------ EXTRACTED ENTRIES ------

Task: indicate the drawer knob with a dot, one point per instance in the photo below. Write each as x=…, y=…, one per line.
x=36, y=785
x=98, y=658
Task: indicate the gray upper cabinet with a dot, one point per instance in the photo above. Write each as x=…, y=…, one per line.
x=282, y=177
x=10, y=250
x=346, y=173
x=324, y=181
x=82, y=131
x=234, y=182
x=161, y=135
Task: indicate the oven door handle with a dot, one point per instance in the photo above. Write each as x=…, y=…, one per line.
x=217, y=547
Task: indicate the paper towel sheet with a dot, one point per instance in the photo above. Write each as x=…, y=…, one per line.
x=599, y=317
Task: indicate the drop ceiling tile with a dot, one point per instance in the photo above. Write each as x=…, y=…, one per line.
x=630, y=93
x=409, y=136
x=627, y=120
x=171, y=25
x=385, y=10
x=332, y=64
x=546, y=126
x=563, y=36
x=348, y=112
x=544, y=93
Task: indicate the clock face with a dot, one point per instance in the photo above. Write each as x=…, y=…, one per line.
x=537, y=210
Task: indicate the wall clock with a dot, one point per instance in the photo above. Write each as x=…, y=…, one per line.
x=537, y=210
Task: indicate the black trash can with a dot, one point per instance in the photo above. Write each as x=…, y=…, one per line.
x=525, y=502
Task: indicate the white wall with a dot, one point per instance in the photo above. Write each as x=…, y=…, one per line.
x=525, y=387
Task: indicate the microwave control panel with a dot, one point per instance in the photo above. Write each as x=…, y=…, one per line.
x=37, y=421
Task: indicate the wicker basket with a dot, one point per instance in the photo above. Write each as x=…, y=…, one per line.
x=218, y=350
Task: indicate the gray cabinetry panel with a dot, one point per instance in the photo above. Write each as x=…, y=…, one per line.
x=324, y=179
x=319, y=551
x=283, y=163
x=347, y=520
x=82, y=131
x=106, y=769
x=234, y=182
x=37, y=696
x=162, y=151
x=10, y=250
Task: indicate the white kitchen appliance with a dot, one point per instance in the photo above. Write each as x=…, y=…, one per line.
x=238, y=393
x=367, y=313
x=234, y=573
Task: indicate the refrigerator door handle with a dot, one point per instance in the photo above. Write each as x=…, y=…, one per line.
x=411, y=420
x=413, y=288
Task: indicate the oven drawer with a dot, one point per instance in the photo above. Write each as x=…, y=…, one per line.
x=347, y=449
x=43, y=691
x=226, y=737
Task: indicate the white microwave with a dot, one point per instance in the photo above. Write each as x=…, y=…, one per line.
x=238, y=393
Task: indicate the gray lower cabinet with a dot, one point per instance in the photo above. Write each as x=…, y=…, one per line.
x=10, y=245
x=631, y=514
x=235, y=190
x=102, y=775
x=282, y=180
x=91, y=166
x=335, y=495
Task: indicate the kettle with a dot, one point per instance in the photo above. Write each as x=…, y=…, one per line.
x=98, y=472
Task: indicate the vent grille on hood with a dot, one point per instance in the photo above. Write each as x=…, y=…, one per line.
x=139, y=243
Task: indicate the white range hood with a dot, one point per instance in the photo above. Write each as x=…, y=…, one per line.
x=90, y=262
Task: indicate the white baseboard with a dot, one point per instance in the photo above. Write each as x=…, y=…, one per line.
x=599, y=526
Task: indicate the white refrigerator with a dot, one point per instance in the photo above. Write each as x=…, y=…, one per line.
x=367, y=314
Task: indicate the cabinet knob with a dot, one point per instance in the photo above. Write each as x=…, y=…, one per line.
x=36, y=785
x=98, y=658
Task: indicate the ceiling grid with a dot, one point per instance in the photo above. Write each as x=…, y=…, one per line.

------

> _TASK OBJECTIVE_
Rewrite the material from the line containing "Task: indicate the white range" through the end of the material, both ends included, and keep every line, requests too. In the answers, multiply each coordinate by 1.2 and round to a whole number, with halves rounded up.

> _ANSWER BELOW_
Task: indicate the white range hood with a dot, one point per instance in the photo above. Write each as x=…, y=…, one per line.
x=108, y=314
Task: indicate the white baseboard with a dot, one point per instance in the photo above. Write each as x=…, y=…, one per line.
x=719, y=631
Task: indicate the white refrigerator with a dot, one point per instance in the photo above. Write each as x=…, y=…, one per line.
x=440, y=377
Task: indicate the cabinet knob with a dot, one point per instance in the photo above. Write each as x=…, y=…, one per line.
x=43, y=942
x=118, y=790
Task: indicate the ceiling grid with a dot, one point per instance in the photo above. Write each as x=…, y=…, one per line.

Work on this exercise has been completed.